● TÂCHES À FAIRE:
**1)** Transcrivez fidèlement le passage de l'extrait de page qui commence par « J’ai trouvé  ces informations » et se poursuit jusqu'à « et la culture? ».
**2)** D'après l'étude de l'Université de Plymouth mentionnée dans l'extrait de page, quelle serait la capacité de concentration des poissons rouges ?

● EXTRAIT DE PAGE:
Contrairement à la croyance populaire, le cerveau des adultes n’est pas définitivement fixé, mais est malléable comme le plastique: ses cellules nerveuses se déconnectent et se reconnectent constamment.

On dit que les poissons rouges ont une capacité de concentration de trois secondes, d’où l’expression « the attention span of a goldfish ».  Mais, selon une étude de l’École de psychologie de  l’Université de Plymouth, cette capacité serait plutôt de trois mois.

J’ai trouvé  ces informations sur le web, en faisant des recherches sur le multitasking pour compléter mon billet sur la consommation des médias par les jeunes.

C’est la discussion de l’heure: la révolution internet a-t-elle un impact sur notre façon de consommer l’information et la culture?

Notre société est-elle en train de se doter collectivement de la capacité de concentration d’un poisson rouge ? De trois secondes ou de trois mois? Est-ce que le tsunami d’information qui nous submerge sur le web nous rend plus intelligents ou moins intelligents?

● DONNÉES ENREGISTRÉES:
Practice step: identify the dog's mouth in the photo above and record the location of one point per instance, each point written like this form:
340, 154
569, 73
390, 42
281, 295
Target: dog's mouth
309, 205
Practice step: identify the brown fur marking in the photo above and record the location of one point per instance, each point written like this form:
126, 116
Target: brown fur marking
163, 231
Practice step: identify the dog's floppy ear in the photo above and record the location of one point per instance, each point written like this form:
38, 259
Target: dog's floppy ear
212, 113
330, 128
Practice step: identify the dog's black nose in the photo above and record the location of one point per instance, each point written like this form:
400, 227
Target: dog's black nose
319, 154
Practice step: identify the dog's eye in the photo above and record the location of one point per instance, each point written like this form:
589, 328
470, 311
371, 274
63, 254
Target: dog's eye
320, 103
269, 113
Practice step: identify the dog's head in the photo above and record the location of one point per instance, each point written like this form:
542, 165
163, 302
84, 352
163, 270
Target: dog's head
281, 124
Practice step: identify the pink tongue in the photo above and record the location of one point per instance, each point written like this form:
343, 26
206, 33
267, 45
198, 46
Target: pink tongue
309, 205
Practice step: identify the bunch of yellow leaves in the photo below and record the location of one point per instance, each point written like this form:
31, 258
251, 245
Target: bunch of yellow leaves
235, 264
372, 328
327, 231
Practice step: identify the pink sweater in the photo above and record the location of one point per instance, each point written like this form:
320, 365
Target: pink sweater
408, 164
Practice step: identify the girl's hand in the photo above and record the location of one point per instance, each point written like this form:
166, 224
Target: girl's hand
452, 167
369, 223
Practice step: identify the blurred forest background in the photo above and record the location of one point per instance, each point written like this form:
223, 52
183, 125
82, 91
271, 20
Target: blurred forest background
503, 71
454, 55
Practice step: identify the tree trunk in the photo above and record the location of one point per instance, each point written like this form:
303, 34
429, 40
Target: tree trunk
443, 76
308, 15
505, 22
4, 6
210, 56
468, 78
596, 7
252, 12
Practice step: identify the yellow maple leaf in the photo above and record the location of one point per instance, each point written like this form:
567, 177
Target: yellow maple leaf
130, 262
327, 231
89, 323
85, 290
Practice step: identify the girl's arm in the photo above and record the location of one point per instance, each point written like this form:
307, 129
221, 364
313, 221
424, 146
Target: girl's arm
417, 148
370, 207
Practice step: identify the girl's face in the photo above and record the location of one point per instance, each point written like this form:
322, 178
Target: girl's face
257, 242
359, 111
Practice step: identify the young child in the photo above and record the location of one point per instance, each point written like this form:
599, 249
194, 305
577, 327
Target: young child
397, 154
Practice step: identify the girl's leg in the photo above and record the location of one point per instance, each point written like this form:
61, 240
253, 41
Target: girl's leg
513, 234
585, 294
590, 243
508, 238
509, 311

● CORRIGÉ DES TÂCHES:
**1)**
J’ai trouvé  ces informations sur le web, en faisant des recherches sur le multitasking pour compléter mon billet sur la consommation des médias par les jeunes.

C’est la discussion de l’heure: la révolution internet a-t-elle un impact sur notre façon de consommer l’information et la culture?

**2)** Elle serait plutôt de trois mois.